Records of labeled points
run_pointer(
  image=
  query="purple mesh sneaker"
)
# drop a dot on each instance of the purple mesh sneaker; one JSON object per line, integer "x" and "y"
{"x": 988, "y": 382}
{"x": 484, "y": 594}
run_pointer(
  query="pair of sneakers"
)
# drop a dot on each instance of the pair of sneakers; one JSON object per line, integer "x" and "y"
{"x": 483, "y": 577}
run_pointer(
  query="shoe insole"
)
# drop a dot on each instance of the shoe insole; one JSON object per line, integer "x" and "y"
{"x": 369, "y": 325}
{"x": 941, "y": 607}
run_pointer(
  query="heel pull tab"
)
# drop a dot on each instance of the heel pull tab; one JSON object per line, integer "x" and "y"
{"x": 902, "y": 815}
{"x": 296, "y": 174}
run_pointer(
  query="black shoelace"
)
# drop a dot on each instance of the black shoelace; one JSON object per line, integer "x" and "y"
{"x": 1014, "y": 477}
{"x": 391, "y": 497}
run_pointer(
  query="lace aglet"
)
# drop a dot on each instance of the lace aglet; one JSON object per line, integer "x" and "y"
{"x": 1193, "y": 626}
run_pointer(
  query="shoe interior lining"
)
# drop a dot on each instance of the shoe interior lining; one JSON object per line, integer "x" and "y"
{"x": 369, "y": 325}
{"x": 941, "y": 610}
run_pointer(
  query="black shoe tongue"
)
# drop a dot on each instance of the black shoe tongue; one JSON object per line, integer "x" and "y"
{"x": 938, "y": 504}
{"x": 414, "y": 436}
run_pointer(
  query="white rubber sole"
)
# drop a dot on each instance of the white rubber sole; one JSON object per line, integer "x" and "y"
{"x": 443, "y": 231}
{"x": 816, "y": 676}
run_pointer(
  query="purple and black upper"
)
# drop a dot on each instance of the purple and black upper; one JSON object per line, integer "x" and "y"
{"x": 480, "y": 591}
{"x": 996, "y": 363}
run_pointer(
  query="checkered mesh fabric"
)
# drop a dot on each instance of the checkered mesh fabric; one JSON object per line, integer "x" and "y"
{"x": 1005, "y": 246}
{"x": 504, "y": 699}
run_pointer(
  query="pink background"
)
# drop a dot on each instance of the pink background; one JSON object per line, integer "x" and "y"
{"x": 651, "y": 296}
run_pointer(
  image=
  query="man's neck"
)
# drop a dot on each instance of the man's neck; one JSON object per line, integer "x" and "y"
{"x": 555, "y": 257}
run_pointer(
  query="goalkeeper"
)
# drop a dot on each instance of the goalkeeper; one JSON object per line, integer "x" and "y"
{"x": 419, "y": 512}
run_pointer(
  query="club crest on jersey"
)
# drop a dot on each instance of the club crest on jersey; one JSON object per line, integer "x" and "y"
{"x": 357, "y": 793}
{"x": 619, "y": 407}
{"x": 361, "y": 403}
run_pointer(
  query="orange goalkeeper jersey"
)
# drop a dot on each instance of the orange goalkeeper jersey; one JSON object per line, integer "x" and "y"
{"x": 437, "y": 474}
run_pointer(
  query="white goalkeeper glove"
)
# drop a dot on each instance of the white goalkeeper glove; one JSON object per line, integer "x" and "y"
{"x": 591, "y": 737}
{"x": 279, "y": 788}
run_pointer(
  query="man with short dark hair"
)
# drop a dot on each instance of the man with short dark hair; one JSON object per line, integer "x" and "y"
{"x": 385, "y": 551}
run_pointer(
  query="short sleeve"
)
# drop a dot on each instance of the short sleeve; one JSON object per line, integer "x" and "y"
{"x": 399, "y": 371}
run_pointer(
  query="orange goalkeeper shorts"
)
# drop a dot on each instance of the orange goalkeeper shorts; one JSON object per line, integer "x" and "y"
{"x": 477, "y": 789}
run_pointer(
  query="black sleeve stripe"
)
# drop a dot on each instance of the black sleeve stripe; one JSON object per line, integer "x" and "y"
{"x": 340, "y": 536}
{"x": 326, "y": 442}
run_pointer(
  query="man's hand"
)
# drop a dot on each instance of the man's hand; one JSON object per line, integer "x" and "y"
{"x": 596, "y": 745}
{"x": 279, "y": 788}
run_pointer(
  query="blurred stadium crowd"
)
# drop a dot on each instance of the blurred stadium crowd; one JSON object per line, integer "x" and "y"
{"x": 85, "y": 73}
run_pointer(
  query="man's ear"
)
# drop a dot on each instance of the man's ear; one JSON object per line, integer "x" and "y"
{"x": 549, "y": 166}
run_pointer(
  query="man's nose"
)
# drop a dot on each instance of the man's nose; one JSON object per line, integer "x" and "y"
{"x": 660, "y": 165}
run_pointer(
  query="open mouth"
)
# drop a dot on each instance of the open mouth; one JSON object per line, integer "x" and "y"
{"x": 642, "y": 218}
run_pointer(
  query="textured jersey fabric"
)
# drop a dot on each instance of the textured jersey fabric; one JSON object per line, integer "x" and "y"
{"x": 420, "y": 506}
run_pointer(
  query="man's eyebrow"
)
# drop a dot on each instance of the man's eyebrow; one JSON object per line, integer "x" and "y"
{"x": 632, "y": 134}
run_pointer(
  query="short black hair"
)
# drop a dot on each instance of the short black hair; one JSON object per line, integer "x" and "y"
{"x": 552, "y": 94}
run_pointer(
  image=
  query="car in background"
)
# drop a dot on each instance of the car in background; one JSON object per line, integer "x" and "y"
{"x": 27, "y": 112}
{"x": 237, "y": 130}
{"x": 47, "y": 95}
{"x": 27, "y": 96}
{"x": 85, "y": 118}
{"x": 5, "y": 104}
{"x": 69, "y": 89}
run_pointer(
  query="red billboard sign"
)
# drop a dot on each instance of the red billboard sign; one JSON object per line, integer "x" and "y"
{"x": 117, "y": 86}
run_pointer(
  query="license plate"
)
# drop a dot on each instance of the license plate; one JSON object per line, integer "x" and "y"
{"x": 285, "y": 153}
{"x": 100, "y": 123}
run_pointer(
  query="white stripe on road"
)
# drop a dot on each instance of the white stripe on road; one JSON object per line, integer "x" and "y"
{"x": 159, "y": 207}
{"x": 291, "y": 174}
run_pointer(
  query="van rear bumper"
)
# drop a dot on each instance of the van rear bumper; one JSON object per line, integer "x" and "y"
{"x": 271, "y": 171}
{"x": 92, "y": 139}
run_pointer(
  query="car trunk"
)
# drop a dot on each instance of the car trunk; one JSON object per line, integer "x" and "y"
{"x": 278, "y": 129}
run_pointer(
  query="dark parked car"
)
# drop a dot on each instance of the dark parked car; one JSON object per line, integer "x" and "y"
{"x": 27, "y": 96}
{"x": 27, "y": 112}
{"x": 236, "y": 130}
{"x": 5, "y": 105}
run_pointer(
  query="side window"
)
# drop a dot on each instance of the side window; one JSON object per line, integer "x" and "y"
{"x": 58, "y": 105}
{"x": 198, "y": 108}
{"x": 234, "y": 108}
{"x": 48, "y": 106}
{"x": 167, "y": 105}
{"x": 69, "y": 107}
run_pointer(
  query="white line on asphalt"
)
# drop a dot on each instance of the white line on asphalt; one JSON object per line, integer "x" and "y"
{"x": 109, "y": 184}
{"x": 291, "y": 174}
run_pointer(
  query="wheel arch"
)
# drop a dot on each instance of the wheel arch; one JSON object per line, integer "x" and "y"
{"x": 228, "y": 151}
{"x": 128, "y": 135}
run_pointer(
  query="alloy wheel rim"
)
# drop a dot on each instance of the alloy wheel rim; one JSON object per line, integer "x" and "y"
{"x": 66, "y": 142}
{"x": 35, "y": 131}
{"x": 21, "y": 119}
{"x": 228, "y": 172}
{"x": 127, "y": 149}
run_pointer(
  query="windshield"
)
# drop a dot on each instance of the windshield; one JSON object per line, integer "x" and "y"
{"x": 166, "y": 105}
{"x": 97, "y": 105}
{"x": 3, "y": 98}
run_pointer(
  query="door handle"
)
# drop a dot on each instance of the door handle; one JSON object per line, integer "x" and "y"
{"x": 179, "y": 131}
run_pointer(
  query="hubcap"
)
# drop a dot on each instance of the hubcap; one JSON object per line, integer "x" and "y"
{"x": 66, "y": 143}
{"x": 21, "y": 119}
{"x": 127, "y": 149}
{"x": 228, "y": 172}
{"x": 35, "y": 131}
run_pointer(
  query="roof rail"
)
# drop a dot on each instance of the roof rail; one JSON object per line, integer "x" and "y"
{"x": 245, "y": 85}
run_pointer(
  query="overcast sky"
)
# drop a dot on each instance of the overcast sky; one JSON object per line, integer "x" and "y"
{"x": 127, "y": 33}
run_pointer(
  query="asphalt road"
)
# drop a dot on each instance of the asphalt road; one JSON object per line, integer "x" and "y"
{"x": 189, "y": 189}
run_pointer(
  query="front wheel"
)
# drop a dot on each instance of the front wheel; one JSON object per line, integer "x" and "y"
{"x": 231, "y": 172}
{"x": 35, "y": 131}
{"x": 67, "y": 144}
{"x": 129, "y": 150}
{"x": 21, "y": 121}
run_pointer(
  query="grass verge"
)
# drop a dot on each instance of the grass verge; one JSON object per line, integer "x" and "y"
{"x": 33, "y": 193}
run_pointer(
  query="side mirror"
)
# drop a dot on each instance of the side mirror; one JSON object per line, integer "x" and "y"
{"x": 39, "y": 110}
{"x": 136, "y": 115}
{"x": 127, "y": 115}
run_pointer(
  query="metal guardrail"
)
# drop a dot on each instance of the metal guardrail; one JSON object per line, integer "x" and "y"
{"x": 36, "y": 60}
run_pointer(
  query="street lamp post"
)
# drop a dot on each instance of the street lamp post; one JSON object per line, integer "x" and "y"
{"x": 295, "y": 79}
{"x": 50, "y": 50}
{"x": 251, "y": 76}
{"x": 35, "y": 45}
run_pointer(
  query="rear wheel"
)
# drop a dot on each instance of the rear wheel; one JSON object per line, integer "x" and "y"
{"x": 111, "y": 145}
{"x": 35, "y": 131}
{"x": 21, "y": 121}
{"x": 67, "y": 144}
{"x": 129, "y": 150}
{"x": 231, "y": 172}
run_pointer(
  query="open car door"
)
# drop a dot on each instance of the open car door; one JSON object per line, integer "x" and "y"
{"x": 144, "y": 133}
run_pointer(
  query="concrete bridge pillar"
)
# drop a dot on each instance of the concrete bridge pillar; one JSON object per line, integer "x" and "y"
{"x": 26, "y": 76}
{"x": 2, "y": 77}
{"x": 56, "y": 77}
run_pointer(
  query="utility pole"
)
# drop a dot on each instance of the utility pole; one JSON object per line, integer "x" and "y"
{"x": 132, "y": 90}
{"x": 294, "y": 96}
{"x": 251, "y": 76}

**EXERCISE OBJECTIVE:** Count the lines in the records above that contain the string "road", treating case as significant, and give only the number.

**FULL ANSWER:** 4